SOURCE DOCUMENT:
┏━━
Sequence like Fibonacci

If the prime factorization of a number $n$ is

$\large n = p_1^{\alpha_1}p_2^{\alpha_2}...p_k^{\alpha_k}$

where $p_i$ are distinct primes, then $n$ is a perfect power $x^y$ if and only if $\gcd(\alpha_1, \alpha_2,..., \alpha_k) > 1$ . If $\gcd(\alpha_1, \alpha_2,..., \alpha_k) = 1$ , then $n$ cannot be expressed as a perfect power. This is easier to see with an example:

Suppose that $n = p^iq^i$ , where $p$ and $q$ are distinct primes. If $\gcd(i, j) = k > 1$ , then $n$ can be expressed as $n = p^iq^j = p^{fk}q^{gk}$ where $\gcd(f, g) = 1$ . Hence, $n = \left(p^fq^g\right)^k$ . Letting $m = p^fq^g$ , we have $n = \left(p^fq^g\right)^k = m^k$ . How about a more concrete example?

Let's see if $1728$ can be expressed as a perfect power. Its prime factorization is $3^3 \cdot 2^6$ , and we notice that $\gcd(3, 6) = 3 > 1$ . Rewriting that product as $\left(3^1 \cdot 2^2\right)^3$ , we see that $1728$ is indeed $12^3$ .

Now, let's examine the first few terms of the sequence.

$\displaystyle \begin{aligned} & a_1 = 2 = 2^1 \\ & a_2 = 3 = 3^1 \\ & a_3 = 6 = 2^1 3^1 \\ & a_4 = 18 = 2^1 3^2 \\ & a_5 = 108 = 2^2 3^3 \\ & a_6 = 1944 = 2^3 3^5 \\ & a_7 = 209952 = 2^5 3^8 \\ & a_8 = 408146688 = 2^8 3^{13} \\ & \cdot \\ & \cdot \\ & \cdot \end{aligned}$

We can write a general term for $a_n$ :

$\large a_n = \begin{cases} 2, n = 1 \\ 3, n = 2 \\ 2^{F_{n - 2}} \ 3^{F_{n - 1}}, n \geq 3 \end{cases}$

where $F_k$ is the $k^{\text{th}}$ Fibonacci with $F_1 = 1$ and $F_2 = 1$ . Where'd the Fibonacci numbers come from? They result in multiplying successive powers of $2$ and $3$ , with powers adding up due to exponent rules.
┗━━
DATA SHOWN:
┏━━
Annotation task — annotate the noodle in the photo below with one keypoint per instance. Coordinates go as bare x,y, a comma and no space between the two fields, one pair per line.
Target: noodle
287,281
┗━━
WRITTEN INSTRUCTION: Continue the write-up on the Fibonacci-like sequence of powers of 2 and 3 from the point where it ends.

REPLY TO THE EXERCISE:
Now let's prove that any two consecutive Fibonacci numbers are coprime using induction.

We have $F_1 = 1, F_2 = 1, F_3 = 2,…$ , so $\gcd(F_1, F_2) = 1$ . Hence, the base case $P(1)$ is true.

Now suppose that $\gcd(F_n, F_{n+1}) = 1$ ; we will show that $\gcd(F_{n+1}, F_{n+2}) = 1$ . Consider $\gcd(F_{n+1}, F_{n+2}) = \gcd(F_{n+1}, F_{n+1} + F_n)$ . Then $\gcd(F_{n+1}, F_{n+1} + F_n) = \gcd(F_{n+1}, F_n) = 1$ , because $\gcd(a, a + b) = \gcd(a, b)$ . We have proven that $P(n + 1)$ is true.

Hence, $\gcd(F_n, F_{n+1}) = 1 \ \forall \ n > 0$ .

We can see that $a_1 = 2$ and $a_2 = 3$ cannot be expressed in the form $x^y$ for positive integers $x, y$ with $y > 1$ . Since consecutive Fibonacci numbers $F_{n - 2}$ and $F_{n - 1}$ will always be coprime for $n \geq 3$ , $a_n = 2^{F_{n - 3}} \ 3^{F_{n - 2}}$ cannot be expressed as a perfect power $x^y$ .

Our answer is $\boxed{0}$ .